Use the left and right arrow keys to navigate the presentation forward and backward respectively. You can also use the arrows at the bottom right of the screen to navigate with a mouse.
FAIR USE ACT DISCLAIMER: This site is for educational purposes only. This website may contain copyrighted material, the use of which has not been specifically authorized by the copyright holders. The material is made available on this website as a way to advance teaching, and copyright-protected materials are used to the extent necessary to make this class function in a distance learning environment. The Fair Use Copyright Disclaimer is under section 107 of the Copyright Act of 1976, allowance is made for “fair use” for purposes such as criticism, comment, news reporting, teaching, scholarship, education and research.
In the first part, we discussed the development of each of:
In this section, we will now discuss how these pieces are put together into the Metropolis-Hastings algorithm.
Likewise, we will discuss how this can be used as a data assimilation technique to sample the posterior.
Particularly, the invariant distribution we would like to sample with this scheme is precisely
\[ \begin{align} \pmb{\pi}(\pmb{x}_{L:0}) = p(\pmb{x}_{L:0}|\pmb{y}_{L:1}) \end{align} \] for an arbitrary time series of model and observation states.
Once we have given a form of the general Metropolis-Hastings algorithm, the application to this specific case will be illustrated.
As in the acceptance-rejection method, suppose we have a density that can generate candidates.
Since we are dealing with Markov chains, however, we permit that density to depend on the current state of the process.
Accordingly, the candidate-generating density is denoted \( q(\pmb{x}, \pmb{y}) \), where
\[ \begin{align} \int q(\pmb{x},\pmb{y}) \mathrm{d} \pmb{y} = 1. \end{align} \]
This density is to be interpreted as, when a process is at the point \( \pmb{x} \),
If it happens that \( q(\pmb{x}, \pmb{y}) \) itself satisfies the reversibility condition
\[ \begin{align} \pmb{\pi}(\pmb{x}) q(\pmb{x},\pmb{y}) = \pmb{\pi}(\pmb{y}) q(\pmb{y},\pmb{x}) \end{align} \] for all \( \pmb{x}, \pmb{y} \), our search for the Markov chain is over.
However, the reversibility condition is not generically satisfied;
\[ \begin{align} \pmb{\pi}(\pmb{x}) q(\pmb{x},\pmb{y}) > \pmb{\pi}(\pmb{y}) q(\pmb{y},\pmb{x}). \end{align} \]
In this case, somewhat loosely, the process moves from \( \pmb{x} \) to \( \pmb{y} \) too often and from \( \pmb{y} \) to \( \pmb{x} \) too infrequently.
One way to correct this is to reduce the number of moves from \( \pmb{x} \) to \( \pmb{y} \) by introducing a probability
$$\begin{align} \alpha(\pmb{x}, \pmb{y}) < 1 \end{align}$$
where we refer to \( \alpha(\pmb{x},\pmb{y}) \) as the probability of move.

SUPPLIED INFORMATION —
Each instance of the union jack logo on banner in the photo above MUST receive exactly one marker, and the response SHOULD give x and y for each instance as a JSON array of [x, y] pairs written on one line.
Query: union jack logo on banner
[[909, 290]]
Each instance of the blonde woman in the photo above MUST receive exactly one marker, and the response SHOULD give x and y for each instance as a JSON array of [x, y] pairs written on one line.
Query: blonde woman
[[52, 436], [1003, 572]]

* * *

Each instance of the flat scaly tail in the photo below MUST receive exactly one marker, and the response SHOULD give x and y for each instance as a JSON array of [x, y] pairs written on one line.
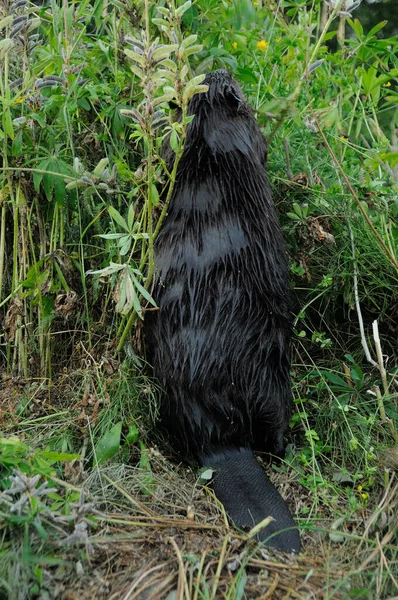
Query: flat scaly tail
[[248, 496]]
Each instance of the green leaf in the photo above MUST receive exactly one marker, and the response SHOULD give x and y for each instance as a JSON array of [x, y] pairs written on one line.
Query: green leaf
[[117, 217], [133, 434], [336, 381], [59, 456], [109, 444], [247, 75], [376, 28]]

INSTRUCTIONS —
**1)** In the passage, what is the term for α(x, y)?
**2)** Extract from the passage the part that opens with the words containing "As in the acceptance-rejection" and closes with "of the process.".
**3)** List every purpose that the passage names as one for which allowance is made for "fair use."
Base every response solely on the passage.

THE ANSWERS —
**1)** The probability of move.

**2)**
As in the acceptance-rejection method, suppose we have a density that can generate candidates.
Since we are dealing with Markov chains, however, we permit that density to depend on the current state of the process.

**3)** Criticism, comment, news reporting, teaching, scholarship, education, research